• _ABOUT THIS TASK_
Nothing other than the lines from the one containing "TARGET = wooden dance stick" through the last line of the data below should be output, each reproduced exactly.

--- GIVEN INFORMATION Enclosed Below ---

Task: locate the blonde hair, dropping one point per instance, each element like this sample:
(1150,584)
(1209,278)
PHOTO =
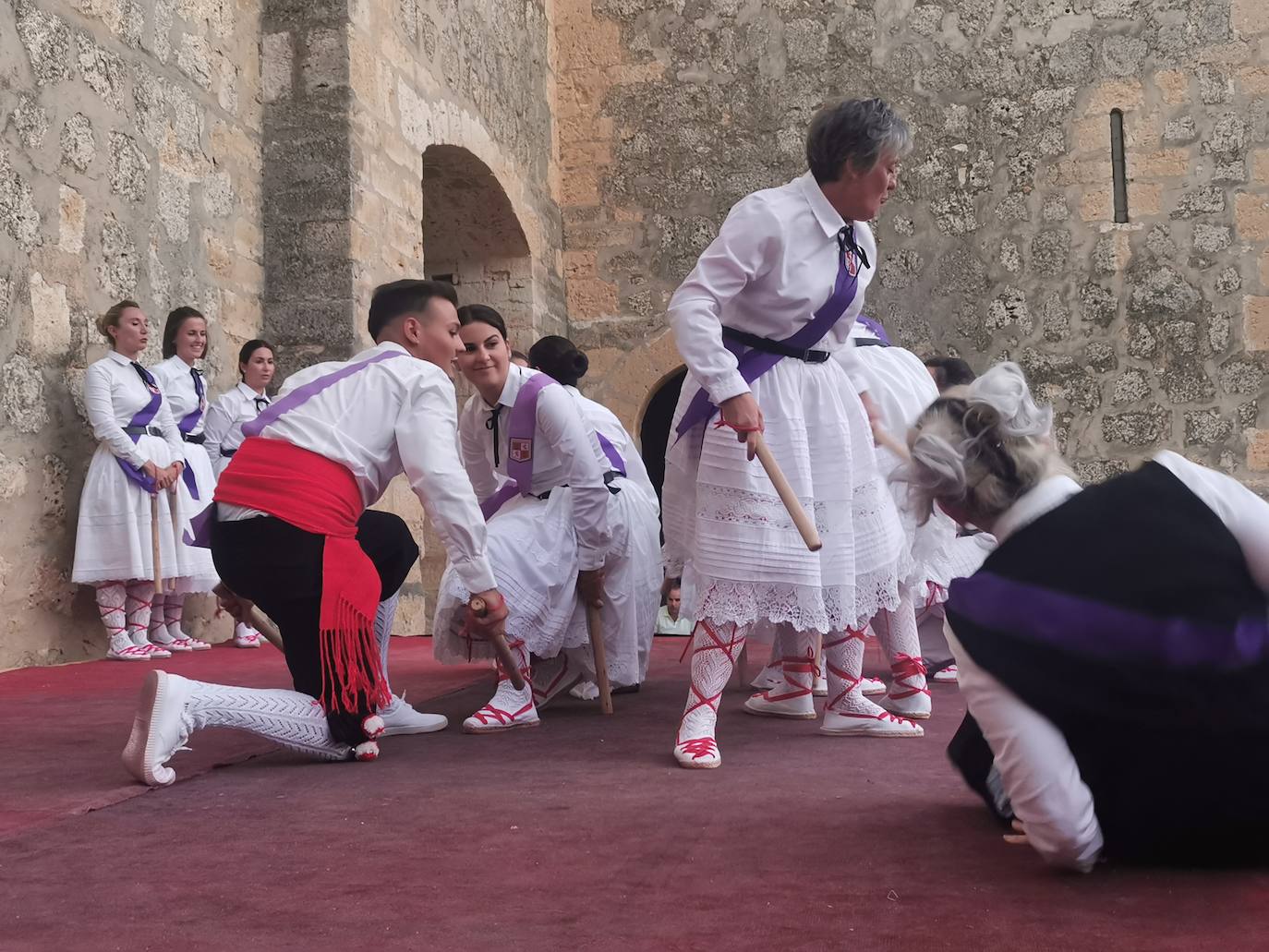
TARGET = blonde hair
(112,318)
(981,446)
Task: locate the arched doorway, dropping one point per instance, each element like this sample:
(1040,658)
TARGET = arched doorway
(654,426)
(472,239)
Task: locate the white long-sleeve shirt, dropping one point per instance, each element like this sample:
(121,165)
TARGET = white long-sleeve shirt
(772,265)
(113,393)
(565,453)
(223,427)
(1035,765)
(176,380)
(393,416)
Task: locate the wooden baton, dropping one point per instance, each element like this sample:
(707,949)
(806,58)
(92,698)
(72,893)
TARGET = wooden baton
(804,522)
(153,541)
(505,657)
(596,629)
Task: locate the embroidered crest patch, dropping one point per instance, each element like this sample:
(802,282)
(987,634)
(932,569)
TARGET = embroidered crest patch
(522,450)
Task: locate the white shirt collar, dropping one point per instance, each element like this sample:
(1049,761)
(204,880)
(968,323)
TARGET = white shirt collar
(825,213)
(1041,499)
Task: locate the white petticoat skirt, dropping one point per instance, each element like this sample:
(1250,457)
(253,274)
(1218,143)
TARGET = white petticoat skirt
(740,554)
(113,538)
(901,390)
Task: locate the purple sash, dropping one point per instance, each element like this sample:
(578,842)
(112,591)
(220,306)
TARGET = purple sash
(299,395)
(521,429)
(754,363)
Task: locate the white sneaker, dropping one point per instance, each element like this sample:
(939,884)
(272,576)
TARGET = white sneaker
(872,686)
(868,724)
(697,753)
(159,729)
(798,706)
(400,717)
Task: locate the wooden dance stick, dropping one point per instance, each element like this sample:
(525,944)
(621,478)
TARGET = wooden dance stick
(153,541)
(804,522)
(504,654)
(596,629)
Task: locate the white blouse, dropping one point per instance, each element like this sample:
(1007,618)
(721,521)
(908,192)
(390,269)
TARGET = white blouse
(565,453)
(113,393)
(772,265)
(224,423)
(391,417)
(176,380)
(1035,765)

--- End of Enclosed GIVEN INFORMATION ---

• _FINISHED EXERCISE_
TARGET = wooden dance stick
(153,541)
(804,522)
(504,654)
(596,629)
Task: locate the white blouse, dropping one point per instance, each element like this sample:
(1007,618)
(721,521)
(908,192)
(390,269)
TARGET = white blouse
(565,453)
(113,393)
(772,265)
(224,423)
(391,417)
(176,380)
(1035,765)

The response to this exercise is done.